**PAGE EXCERPT**

Re: Major offensive in Afghanistan...

Posted: Sun Feb 14, 2010 2:29 pm
by Dick Moby
I don't condone the killing of civilians but like the bombs dropped on Japan it shortened the war.In the long run it may have saved lives but this is debatable.

Re: Major offensive in Afghanistan...

Posted: Sun Feb 14, 2010 3:15 pm
by Jonone
Max, when people feel they've been fucked over it tends to politicise them and 'radicalise' them in the view of some. Technology doesn't solve that.

Re: Major offensive in Afghanistan...

Posted: Sun Feb 14, 2010 3:27 pm
by Sam Slater
People used to say that about the IRA.

Ok, it may never end for some but we can strive for them to be less of a threat.


Re: Major offensive in Afghanistan...

Posted: Sun Feb 14, 2010 4:31 pm
by max_tranmere
The differnce with the IRA was that they needed to have the support and money of Irish America, and also not to have extreme condemnation from large chunks of the Irish population.

After those two children were killed in Warrington in 1993 twenty thousand people took to the streets of Dublin to protest against the IRA and Mary Robinson, the Irish President, attended the funerals of the children. The writing was on the wall for the IRA from then on. After the Real IRA bombing of Omagh in 1998 which killed 29 people (not done by the main IRA but a break-away faction) the revulsion and anger that followed meant that anyone planting bombs which killed civilians in pursuit of a political agenda was now looked upon very dis-favourably, be it the main IRA or one of the splinter groups.

When 9/11 happened, and 3,000 people died in New York, Irish America now knew what terrorism felt like first hand. Osama wasnt going after them, just Americans in general, but New York has such a large Irish American population that they now knew what it was like to have terrorism on their doorstep. That, and the Robert McCartney murder and the Northern Bank robbery, and the IRA were finished. Irish America turned against them and demanded they decommissioned. They did.

I dont think The Taliban rely on the support of others quite like the IRA did, so they will continue even after our boys and girls go home, but whatever they do next we should not meddle in it. We are not the world's Policeman. If we were we would have invaded Zimbabwe, and many other countries, by now.

Re: Major offensive in Afghanistan...

Posted: Sun Feb 14, 2010 6:51 pm
by welkram
Had we still been the Worlds policeman there would have been no need to have invaded Zimbabwe as we would already have invaded Rhodesia in the 1960's when they declared UDI.


Re: Major offensive in Afghanistan...

Posted: Mon Feb 15, 2010 10:23 am
by justincyder
Unfortunately the IRA has grown back considereably In Northern Ireland. There are several dozen ASU's in operation along with a support network numbering well over a thousand.

Add to that a swing towards support of dissident Republicans mainly from 'nationalist' petty criminals which has always been a recruitment base for IRA members.

Attacks of various form on security forces take place every other day.


As for funding they're doing just fine, dozens of armed robberies and extortion still plays a part of everday life, tiger kidnappings 2 at least every month.

So coupled with the fact that arms, explosive and ammunition are as cheap as chips compared to days of old and more easily accesible given the collapse of the eatern bloc and the breakdown of borders across Europe, funding need not rely on the support of the Irish community nor America.

The threat posed by republicans now is as high as it ever was. Its just not being reported as much because of other world issues.

It is like a cancer, unless you utterly destroy it it does inevitably grow back. Certainly its been lessened in the past few years but as with most things it was never truly defeated, poltically or militarily.

However I'm not sure you can utterly destroy something like that, short of imposing a brutal and draconian policy of rule as the Nazi's did and that didn't work in the end either.

I think ultimately the world just has to live with it, every so often wars will have to be fought to temporaily bring a check to radicalism of varying kind, and people will die, but a eutopia of harmony of human existence is something that will forever remain a pipe dream.

**TASK DETAILS**
Copy the forum thread on the Afghanistan offensive from "Attacks of various" up to and including "least every month.". The items come from a different source than the forum thread.

**INFORMATION**

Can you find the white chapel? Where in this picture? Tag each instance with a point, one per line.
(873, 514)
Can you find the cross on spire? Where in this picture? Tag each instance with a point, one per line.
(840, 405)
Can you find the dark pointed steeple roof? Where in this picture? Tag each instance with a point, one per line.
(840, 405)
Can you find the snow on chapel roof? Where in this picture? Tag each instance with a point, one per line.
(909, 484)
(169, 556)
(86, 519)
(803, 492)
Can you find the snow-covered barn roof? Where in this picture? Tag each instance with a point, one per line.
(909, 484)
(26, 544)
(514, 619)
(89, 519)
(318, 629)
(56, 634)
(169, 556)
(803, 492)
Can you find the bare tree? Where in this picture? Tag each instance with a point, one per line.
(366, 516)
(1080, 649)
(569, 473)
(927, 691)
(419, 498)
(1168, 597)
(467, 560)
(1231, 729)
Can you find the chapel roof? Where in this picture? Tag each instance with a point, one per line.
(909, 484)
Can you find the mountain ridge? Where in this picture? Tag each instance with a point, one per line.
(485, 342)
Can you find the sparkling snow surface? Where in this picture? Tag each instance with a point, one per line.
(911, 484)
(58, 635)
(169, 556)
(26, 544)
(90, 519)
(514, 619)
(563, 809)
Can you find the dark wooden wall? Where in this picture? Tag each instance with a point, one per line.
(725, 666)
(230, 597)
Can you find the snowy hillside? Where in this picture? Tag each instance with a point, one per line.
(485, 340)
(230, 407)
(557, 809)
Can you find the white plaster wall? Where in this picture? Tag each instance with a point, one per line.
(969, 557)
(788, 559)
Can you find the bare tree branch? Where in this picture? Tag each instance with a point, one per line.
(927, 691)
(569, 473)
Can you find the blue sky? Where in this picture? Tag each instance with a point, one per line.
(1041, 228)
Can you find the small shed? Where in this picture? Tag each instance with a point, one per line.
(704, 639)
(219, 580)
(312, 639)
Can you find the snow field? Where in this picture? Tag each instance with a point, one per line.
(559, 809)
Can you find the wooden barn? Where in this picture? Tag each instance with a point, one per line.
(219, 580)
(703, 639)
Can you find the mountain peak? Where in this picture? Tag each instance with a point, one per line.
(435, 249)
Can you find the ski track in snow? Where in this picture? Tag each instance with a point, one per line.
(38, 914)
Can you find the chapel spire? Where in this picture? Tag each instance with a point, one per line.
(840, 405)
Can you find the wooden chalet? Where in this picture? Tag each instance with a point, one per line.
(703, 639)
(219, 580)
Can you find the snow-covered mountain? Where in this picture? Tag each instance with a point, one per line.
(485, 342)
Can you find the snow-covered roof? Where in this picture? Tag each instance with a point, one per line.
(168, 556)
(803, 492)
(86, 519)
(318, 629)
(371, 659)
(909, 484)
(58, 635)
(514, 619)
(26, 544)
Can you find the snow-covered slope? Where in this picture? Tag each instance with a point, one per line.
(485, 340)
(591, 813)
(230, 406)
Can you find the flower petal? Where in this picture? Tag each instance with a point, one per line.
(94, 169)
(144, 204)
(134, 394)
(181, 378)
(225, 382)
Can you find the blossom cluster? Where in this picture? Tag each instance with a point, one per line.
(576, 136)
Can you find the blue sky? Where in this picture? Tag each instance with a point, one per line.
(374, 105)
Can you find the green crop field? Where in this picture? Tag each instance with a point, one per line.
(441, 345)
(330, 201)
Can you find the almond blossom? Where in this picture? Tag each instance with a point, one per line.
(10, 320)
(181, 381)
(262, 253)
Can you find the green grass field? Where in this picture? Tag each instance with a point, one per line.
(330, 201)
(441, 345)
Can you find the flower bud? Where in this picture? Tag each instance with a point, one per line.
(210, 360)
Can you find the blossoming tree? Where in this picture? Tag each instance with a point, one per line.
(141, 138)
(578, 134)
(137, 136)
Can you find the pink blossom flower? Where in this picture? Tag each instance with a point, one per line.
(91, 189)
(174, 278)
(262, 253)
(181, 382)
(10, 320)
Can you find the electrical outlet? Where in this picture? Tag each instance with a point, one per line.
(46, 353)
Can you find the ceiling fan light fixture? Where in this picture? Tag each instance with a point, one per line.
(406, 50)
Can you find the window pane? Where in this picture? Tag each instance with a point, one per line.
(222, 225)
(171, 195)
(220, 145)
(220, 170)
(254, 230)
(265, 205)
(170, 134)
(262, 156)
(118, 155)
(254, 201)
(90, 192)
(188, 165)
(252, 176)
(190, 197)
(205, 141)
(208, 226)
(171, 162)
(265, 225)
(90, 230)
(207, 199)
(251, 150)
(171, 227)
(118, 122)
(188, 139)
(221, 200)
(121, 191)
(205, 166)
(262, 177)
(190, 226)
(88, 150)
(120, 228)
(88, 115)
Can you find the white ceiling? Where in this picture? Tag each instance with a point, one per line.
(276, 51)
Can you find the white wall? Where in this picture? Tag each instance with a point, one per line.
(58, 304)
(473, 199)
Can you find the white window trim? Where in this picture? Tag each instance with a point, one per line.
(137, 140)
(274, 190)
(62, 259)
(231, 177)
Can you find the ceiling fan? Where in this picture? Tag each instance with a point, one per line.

**TASK RESULT**
Attacks of various form on security forces take place every other day.


As for funding they're doing just fine, dozens of armed robberies and extortion still plays a part of everday life, tiger kidnappings 2 at least every month.